Posted: 1:04 am EDT
[twitter-follow screen_name=’Diplopundit’ ]
Afghanistan produces three-quarters of the world’s illicit opium, with cultivation reaching a record high in 2013. To reduce, among other things, illicit opium revenue for the insurgency in Afghanistan, the Department of State (Department), Bureau of International Narcotics and Law Enforcement Affairs (INL), assists the Government of the Islamic Republic of Afghanistan (GIRoA) with initiatives aimed at reducing opium’s supply and demand. Since 2006, INL has expended $220 million on seven Counternarcotics (CN) initiatives in Afghanistan according to its Financial Management Activity Report (FMAR).
The degree to which INL’s CN program for Afghanistan has achieved desired results is unclear because INL has not fully developed or implemented Performance Measurement Plans (PMPs)2 to track progress for its CN initiatives and to allow for appropriate budgeting. As a result, INL cannot determine whether its Afghan CN initiatives are successful or should be revised, reduced, or canceled. Additionally, the long-term viability of CN initiatives is unclear because INL had not worked with the GIRoA to develop required sustainment plans that detail how CN initiatives will continue without U.S. assistance.

*-*-*

▶ _TO DO_
[1] Answer these from the passage on counternarcotics in Afghanistan:
(a) What share of the world's illicit opium does Afghanistan produce?
(b) How much has INL expended on Counternarcotics initiatives in Afghanistan since 2006, and on how many initiatives?
(c) What had INL not worked with the GIRoA to develop?
[2] Carry on the passage on counternarcotics in Afghanistan from its last sentence.
The items after this passage are from a different source.

▶ _LISTED RECORDS_
*-*-*

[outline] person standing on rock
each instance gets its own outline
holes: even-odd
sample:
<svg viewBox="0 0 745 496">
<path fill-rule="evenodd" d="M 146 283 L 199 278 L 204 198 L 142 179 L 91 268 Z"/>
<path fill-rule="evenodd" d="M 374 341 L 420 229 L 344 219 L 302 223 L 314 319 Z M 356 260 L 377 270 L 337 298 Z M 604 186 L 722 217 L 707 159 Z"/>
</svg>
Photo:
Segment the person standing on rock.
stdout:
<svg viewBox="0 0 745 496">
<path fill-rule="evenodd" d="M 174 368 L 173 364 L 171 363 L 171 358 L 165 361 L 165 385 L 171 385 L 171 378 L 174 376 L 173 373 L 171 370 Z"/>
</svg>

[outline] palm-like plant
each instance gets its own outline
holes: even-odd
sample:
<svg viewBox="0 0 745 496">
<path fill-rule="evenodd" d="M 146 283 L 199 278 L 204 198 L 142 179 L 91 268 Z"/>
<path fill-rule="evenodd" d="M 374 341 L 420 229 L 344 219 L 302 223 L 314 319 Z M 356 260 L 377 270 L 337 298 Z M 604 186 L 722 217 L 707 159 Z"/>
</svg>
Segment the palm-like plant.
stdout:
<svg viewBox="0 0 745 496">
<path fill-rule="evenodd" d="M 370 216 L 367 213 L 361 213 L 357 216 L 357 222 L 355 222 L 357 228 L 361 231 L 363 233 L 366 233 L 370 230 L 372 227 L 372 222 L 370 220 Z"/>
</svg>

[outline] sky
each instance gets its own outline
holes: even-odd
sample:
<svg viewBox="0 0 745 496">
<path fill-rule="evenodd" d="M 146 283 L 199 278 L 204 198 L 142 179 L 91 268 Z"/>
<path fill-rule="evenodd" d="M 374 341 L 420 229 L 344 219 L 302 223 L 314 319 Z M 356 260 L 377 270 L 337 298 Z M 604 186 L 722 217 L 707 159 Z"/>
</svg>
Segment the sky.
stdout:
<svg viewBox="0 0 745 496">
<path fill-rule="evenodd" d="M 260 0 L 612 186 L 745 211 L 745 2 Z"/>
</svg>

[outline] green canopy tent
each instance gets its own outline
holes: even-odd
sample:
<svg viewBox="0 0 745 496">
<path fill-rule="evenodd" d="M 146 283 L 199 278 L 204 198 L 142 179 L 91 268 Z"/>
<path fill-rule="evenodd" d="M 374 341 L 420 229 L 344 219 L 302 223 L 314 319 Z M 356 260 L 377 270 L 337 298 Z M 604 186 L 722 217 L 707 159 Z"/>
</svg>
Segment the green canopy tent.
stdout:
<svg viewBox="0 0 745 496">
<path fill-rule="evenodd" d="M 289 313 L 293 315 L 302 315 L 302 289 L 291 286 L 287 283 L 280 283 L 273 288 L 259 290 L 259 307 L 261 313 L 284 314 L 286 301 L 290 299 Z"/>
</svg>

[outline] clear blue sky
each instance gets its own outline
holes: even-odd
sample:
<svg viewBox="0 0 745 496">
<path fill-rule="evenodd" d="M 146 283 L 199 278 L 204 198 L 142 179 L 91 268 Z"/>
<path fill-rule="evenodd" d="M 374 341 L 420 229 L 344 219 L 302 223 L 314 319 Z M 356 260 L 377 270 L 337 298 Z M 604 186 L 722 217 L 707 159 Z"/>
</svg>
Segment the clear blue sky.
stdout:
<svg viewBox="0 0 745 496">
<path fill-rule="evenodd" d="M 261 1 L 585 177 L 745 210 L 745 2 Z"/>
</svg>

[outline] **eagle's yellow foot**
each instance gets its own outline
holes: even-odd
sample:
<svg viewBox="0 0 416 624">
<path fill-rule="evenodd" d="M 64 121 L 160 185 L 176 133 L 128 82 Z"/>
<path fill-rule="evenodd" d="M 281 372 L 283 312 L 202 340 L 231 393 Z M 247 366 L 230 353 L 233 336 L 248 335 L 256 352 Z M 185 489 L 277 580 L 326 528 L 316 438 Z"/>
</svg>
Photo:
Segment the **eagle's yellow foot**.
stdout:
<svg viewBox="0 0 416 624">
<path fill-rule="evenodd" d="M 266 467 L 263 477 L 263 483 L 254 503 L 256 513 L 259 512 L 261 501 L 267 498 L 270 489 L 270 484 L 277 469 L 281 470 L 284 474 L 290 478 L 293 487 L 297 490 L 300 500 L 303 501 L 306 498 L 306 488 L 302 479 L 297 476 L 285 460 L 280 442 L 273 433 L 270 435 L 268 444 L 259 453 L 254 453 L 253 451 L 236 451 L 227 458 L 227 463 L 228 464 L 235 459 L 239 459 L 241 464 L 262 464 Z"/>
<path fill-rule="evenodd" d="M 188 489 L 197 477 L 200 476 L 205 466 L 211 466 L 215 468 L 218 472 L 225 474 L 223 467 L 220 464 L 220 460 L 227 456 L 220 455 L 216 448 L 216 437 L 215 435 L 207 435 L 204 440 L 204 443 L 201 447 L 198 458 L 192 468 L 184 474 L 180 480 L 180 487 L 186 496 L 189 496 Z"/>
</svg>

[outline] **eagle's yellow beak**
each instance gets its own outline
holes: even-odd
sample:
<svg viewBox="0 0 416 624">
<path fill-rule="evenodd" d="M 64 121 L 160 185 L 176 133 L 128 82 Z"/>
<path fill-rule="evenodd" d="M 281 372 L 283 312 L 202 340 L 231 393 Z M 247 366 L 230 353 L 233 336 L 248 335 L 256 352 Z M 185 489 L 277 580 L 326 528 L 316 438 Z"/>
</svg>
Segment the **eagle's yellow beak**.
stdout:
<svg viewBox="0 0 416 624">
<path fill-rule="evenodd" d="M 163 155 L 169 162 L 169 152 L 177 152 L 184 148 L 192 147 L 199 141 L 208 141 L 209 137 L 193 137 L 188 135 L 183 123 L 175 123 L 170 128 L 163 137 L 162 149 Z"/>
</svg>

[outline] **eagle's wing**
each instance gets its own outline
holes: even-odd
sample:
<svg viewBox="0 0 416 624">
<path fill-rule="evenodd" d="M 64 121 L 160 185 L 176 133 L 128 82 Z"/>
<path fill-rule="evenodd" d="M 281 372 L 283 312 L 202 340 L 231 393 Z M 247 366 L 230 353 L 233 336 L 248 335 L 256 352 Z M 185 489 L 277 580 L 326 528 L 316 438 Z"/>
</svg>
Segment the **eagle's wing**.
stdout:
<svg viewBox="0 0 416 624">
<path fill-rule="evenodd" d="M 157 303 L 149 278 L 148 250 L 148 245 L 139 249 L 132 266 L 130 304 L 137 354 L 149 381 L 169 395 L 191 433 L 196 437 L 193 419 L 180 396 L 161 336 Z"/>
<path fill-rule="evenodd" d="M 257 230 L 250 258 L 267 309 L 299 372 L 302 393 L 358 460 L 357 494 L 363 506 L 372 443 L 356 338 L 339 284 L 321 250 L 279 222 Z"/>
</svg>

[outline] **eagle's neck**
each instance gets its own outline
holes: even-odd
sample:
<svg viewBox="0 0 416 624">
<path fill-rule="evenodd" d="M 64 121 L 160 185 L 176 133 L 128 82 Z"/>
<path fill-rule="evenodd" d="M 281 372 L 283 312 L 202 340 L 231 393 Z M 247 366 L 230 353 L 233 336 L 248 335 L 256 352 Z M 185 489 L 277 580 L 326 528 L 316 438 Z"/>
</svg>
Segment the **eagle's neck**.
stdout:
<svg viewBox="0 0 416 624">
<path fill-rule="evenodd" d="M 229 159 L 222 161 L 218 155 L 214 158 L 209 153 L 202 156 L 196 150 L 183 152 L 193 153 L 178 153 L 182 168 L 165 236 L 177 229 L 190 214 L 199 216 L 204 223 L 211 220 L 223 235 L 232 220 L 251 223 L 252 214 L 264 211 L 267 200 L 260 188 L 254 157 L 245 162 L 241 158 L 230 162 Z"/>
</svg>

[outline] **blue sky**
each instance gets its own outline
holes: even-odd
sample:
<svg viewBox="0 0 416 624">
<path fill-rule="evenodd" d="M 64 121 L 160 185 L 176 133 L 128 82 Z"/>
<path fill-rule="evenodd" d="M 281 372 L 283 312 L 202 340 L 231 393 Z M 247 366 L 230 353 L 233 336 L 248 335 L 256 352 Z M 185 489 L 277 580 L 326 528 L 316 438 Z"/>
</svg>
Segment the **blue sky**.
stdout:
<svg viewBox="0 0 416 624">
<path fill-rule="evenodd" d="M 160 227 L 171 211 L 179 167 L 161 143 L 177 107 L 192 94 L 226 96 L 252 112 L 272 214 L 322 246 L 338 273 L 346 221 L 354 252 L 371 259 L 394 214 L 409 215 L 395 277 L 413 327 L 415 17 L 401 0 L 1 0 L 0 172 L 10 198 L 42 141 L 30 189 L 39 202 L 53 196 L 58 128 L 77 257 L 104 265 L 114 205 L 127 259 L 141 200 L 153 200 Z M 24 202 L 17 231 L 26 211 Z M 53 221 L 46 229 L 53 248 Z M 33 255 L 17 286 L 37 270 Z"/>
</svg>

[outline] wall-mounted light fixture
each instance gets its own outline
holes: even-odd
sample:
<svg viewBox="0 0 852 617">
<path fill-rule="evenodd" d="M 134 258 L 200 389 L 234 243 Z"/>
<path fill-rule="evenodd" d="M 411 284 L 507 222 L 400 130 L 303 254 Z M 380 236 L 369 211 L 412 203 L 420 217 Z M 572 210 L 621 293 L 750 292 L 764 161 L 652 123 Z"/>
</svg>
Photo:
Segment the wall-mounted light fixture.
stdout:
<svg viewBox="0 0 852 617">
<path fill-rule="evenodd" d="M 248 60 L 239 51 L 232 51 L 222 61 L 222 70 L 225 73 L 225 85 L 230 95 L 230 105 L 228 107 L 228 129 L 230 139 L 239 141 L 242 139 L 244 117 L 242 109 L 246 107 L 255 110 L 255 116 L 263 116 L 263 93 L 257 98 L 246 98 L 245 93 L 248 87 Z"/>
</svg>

*-*-*

▶ _ANSWERS BY ITEM_
[1]
(a) Three-quarters.
(b) $220 million on seven initiatives, according to its Financial Management Activity Report.
(c) Required sustainment plans that detail how the Counternarcotics initiatives will continue without U.S. assistance.

[2]
Above graphic extracted from State/OIG Audit of Bureau of International Narcotics and Law Enforcement Affairs Counternarcotics Assistance to Afghanistan, November 2014 (pdf).
Related to our blog post on Colombia, note that INL’s program in Afghanistan does not seem to include aerial eradication ( see State/INL: Anti-Drug Aerial Eradication in Colombia and the Cancer-Linked Herbicide, What Now?).